◆ Task item
Look over the entries and say how many lines include the word "tarmac". Only the number, please.

◆ The input
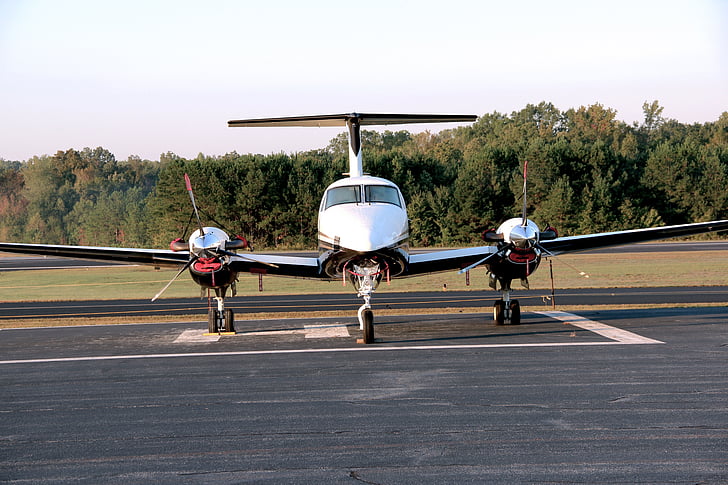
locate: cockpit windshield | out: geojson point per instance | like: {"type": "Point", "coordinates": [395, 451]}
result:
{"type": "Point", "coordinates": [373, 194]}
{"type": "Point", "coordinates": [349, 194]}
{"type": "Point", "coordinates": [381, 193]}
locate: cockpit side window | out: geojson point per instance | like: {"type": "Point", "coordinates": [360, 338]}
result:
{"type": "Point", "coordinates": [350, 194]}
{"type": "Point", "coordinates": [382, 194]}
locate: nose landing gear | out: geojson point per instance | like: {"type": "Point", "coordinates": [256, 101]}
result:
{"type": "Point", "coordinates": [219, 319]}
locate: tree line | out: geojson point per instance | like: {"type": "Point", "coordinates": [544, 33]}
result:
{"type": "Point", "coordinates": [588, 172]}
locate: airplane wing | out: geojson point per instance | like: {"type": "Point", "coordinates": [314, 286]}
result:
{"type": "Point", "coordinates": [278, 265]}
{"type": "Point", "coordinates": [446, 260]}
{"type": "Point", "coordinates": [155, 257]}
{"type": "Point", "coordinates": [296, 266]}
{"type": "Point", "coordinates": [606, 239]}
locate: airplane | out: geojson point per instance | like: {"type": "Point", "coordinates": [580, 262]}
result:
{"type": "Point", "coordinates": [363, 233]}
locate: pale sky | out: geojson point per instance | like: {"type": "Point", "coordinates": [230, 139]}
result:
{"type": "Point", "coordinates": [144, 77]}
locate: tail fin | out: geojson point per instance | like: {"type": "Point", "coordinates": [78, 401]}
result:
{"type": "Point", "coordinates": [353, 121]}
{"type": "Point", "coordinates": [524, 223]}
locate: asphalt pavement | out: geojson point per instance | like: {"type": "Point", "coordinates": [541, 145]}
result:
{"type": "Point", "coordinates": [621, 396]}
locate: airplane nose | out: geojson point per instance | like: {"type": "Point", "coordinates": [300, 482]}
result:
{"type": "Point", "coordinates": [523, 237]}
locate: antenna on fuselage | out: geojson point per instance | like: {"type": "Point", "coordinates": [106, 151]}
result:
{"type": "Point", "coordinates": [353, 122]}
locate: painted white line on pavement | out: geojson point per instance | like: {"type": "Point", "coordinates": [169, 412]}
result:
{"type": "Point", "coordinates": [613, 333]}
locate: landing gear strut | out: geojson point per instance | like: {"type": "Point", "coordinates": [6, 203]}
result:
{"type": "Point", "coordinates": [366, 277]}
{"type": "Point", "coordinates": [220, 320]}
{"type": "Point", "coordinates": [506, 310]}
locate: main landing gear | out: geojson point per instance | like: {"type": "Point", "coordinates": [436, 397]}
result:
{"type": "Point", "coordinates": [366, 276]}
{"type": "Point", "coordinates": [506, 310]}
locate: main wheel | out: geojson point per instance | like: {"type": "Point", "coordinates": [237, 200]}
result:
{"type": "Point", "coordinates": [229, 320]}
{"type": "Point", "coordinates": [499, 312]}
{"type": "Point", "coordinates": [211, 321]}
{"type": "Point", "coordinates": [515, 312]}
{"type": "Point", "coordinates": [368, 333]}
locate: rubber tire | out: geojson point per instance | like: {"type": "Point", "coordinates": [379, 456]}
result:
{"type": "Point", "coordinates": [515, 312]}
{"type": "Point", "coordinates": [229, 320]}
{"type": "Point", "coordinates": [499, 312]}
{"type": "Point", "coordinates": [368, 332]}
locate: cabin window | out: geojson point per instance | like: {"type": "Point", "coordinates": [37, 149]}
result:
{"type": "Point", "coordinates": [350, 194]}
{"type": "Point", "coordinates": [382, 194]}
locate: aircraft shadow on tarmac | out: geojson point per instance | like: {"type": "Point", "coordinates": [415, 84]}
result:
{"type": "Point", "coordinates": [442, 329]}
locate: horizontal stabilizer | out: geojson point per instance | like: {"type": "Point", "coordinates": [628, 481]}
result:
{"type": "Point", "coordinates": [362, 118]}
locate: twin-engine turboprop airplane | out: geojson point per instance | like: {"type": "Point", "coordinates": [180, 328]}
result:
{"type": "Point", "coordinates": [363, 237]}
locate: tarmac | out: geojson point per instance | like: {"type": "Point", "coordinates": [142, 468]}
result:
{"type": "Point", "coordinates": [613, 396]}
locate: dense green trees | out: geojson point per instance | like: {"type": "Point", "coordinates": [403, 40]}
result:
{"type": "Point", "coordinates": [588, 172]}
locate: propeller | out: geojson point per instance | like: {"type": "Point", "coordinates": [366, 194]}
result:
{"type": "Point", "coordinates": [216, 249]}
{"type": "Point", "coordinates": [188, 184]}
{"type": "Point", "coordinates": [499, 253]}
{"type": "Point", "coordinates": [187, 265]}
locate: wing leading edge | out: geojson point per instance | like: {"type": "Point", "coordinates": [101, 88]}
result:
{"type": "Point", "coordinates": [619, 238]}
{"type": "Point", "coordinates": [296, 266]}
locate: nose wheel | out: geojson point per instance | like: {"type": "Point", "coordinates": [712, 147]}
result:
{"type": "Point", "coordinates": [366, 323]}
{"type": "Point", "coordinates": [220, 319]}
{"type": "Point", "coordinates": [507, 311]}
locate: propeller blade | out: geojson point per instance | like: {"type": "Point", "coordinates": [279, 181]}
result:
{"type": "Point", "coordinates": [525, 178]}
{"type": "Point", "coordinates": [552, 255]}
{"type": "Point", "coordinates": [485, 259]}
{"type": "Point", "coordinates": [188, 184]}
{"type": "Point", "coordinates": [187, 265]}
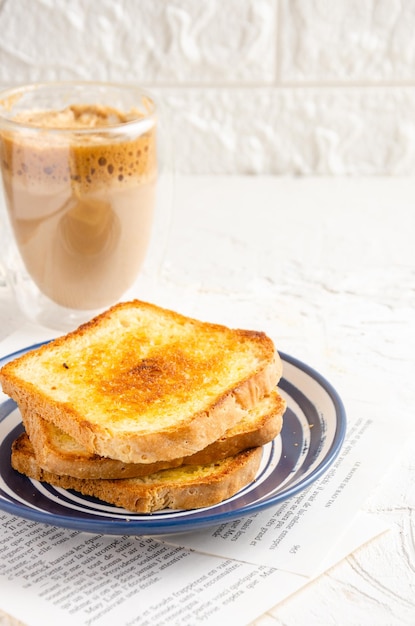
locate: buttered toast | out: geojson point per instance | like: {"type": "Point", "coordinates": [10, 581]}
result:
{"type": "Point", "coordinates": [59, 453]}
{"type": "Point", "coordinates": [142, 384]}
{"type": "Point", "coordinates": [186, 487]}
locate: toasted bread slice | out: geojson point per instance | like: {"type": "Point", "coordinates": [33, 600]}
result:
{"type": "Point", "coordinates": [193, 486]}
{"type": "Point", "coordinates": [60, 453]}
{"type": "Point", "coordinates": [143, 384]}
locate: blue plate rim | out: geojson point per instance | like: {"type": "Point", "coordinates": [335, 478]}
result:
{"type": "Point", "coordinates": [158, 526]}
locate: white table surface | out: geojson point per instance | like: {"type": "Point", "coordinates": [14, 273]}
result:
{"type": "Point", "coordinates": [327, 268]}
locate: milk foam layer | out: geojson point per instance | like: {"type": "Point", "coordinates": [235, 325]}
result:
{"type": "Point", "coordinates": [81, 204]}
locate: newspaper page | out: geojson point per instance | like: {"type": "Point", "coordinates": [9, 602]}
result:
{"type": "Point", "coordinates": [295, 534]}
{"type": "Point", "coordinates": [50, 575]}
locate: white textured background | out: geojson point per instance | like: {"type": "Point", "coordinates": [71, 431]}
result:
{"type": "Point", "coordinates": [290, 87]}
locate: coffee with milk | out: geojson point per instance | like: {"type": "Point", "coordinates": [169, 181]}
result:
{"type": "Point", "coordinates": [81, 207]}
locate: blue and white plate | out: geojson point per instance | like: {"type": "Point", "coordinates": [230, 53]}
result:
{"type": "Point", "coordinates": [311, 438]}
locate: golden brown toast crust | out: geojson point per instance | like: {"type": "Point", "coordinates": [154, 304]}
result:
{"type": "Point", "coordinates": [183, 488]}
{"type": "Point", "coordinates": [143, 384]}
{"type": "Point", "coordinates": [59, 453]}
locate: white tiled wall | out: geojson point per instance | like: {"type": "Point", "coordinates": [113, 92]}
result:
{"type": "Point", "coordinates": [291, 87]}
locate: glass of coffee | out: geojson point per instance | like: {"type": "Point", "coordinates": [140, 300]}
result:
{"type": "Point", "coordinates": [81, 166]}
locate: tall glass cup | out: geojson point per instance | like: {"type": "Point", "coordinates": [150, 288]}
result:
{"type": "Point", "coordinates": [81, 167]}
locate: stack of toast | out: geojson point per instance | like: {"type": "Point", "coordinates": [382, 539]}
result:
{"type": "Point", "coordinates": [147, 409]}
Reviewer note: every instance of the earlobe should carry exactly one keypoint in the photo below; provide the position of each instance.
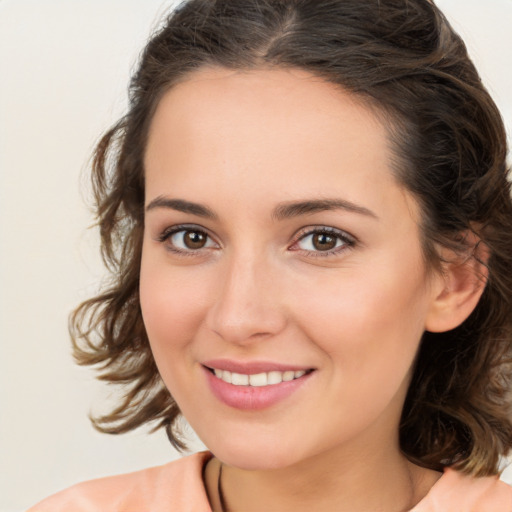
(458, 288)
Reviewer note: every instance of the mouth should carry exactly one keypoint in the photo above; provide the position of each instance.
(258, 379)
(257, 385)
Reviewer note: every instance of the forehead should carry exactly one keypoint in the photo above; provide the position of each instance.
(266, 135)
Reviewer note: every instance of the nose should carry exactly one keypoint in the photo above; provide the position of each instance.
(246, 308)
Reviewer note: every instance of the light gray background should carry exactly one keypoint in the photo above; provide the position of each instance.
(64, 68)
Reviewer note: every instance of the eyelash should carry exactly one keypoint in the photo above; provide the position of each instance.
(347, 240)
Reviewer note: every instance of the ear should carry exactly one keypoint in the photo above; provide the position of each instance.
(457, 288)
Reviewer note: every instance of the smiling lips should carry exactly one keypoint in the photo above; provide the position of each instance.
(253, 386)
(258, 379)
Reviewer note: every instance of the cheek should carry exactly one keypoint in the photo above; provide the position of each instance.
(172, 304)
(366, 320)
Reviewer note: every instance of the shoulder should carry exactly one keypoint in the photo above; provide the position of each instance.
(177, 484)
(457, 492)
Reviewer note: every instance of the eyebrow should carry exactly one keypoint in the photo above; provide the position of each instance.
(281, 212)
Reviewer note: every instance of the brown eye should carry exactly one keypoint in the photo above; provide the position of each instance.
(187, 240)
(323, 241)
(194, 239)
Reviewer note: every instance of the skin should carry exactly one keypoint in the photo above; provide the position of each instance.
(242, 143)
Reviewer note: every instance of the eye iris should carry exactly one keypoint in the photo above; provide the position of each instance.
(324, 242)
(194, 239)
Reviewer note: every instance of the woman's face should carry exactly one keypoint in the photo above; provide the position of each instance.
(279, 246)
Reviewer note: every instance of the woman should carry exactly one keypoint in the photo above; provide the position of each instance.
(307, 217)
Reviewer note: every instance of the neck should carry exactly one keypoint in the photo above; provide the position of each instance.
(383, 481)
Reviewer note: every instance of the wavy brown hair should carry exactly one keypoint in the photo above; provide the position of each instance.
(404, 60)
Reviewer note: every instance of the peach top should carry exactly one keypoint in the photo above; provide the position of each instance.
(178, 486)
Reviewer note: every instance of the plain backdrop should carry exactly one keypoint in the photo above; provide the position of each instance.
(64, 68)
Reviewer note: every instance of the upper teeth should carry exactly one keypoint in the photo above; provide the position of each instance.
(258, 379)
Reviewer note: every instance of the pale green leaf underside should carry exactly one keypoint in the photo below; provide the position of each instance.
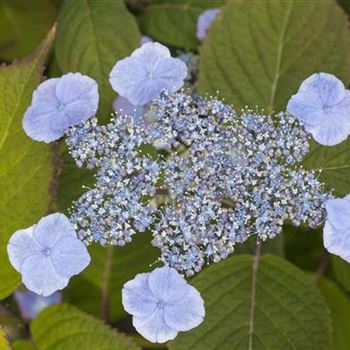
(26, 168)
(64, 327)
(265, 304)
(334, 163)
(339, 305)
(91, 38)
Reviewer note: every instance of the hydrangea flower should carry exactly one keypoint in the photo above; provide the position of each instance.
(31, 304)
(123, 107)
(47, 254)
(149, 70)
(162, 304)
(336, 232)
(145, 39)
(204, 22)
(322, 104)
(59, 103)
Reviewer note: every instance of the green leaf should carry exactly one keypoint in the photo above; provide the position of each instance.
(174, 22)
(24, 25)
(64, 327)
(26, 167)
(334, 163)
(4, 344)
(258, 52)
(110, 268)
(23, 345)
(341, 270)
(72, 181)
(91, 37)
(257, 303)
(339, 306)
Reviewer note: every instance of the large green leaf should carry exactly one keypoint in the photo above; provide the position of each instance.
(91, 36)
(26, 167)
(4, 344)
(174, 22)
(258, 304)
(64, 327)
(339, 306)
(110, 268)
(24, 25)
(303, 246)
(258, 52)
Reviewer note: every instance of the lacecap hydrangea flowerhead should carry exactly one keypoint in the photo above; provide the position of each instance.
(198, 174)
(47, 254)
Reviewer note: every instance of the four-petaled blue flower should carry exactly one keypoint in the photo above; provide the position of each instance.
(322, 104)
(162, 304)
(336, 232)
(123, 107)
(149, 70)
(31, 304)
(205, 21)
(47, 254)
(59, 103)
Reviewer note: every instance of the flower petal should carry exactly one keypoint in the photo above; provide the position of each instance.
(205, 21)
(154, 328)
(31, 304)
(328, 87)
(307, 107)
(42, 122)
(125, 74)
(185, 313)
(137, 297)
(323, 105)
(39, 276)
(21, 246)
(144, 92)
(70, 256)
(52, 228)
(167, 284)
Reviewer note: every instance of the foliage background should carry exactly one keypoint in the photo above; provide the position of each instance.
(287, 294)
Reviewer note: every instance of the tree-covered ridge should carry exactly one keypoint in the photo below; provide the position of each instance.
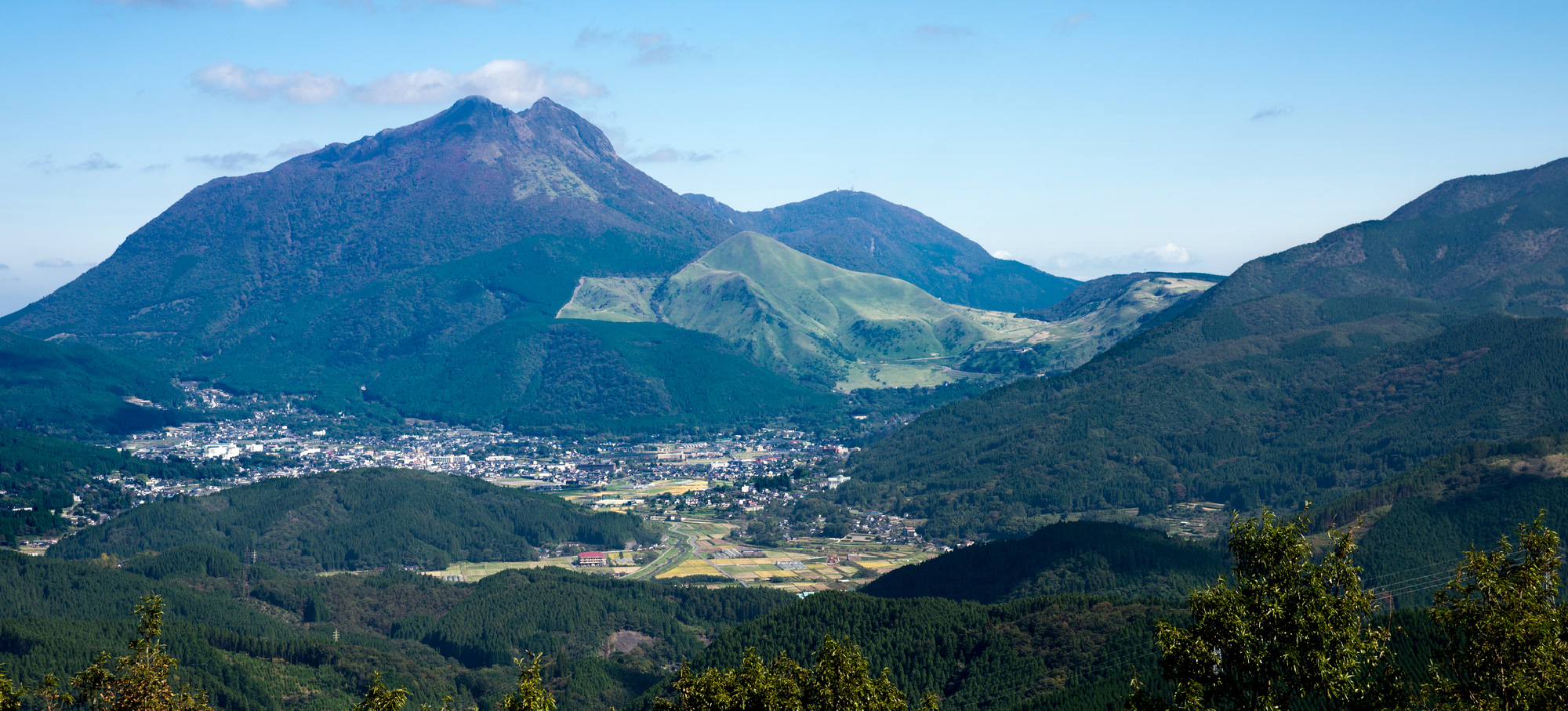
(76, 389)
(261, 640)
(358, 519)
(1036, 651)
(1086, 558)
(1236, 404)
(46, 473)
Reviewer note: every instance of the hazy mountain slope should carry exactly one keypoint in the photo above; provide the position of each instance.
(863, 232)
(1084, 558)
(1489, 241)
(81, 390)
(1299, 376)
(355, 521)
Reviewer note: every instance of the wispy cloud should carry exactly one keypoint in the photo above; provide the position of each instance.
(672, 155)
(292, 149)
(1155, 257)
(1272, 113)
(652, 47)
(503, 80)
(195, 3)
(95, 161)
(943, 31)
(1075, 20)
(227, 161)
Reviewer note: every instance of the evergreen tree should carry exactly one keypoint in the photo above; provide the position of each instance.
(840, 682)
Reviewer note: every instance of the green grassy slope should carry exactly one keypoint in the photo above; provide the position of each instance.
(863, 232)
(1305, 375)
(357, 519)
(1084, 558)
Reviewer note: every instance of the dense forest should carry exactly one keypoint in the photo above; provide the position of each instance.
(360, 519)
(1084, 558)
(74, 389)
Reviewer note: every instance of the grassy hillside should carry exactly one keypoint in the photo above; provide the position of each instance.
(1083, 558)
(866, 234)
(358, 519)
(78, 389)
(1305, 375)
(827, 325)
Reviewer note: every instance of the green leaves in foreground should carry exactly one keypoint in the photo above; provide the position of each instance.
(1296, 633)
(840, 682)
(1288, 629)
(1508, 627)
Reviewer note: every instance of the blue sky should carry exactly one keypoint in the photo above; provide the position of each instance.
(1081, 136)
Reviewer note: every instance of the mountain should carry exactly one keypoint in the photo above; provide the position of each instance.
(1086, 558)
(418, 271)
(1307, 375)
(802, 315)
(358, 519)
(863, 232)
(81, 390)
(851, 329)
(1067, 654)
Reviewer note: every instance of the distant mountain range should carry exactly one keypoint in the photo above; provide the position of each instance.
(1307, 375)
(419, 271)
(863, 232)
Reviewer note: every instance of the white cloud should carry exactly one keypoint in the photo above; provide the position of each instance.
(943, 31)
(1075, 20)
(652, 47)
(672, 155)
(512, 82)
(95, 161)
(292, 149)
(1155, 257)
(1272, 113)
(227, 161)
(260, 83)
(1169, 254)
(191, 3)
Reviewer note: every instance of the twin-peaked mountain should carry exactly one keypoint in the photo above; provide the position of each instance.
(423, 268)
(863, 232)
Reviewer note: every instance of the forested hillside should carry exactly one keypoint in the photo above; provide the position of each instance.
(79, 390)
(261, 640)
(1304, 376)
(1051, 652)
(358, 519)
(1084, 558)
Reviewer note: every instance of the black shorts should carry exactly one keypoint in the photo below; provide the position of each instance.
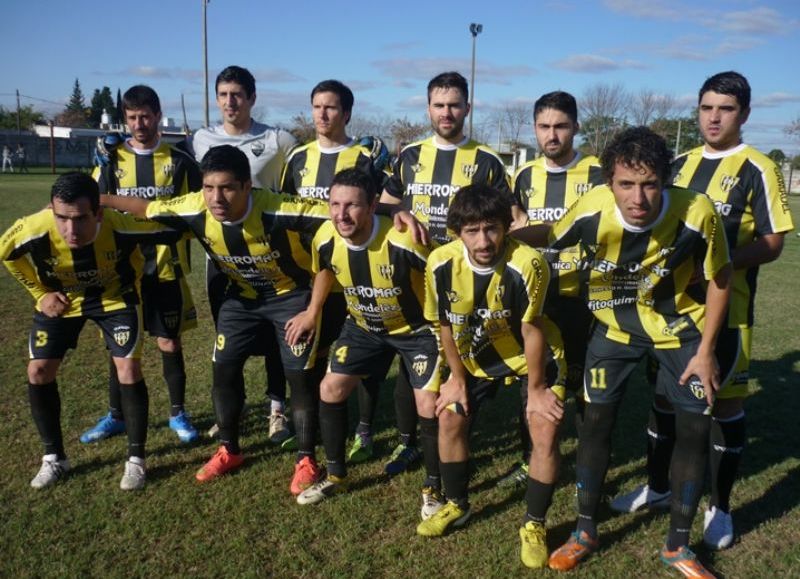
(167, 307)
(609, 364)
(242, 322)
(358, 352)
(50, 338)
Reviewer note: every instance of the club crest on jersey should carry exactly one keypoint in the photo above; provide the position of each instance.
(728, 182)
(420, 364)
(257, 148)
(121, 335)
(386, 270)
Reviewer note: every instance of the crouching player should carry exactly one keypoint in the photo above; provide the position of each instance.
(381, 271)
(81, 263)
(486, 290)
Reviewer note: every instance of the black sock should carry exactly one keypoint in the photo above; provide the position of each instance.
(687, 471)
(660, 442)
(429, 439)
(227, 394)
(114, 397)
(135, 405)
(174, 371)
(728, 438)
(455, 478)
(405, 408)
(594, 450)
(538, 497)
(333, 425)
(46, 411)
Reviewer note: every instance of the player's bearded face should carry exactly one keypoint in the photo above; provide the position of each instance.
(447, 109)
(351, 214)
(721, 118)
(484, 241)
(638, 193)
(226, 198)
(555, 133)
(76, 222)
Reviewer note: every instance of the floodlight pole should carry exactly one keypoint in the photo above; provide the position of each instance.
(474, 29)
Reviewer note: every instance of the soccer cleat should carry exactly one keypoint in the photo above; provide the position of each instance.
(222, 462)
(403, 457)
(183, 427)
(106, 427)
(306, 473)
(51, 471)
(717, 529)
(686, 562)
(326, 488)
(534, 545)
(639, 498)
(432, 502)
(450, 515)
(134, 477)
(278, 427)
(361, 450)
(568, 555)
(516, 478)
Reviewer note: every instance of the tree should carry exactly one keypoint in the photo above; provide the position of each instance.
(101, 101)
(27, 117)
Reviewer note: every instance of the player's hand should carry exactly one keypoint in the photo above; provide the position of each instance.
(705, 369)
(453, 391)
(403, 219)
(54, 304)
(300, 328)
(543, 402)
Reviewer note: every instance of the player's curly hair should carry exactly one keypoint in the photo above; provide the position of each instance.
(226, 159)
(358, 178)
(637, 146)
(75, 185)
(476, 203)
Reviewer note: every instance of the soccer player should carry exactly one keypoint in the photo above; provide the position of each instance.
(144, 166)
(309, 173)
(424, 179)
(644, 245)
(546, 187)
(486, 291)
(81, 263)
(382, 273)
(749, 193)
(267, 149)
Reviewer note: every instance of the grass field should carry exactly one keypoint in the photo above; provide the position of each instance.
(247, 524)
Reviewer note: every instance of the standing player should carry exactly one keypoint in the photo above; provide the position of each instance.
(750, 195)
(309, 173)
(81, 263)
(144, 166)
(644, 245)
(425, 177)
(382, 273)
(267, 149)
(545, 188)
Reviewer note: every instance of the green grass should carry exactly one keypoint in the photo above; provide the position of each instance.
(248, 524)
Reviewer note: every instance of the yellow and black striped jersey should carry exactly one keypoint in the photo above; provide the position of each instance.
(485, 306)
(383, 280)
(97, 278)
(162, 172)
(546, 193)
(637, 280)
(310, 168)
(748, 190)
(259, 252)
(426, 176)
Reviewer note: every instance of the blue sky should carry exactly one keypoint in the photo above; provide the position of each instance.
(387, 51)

◆ Solution for this problem
2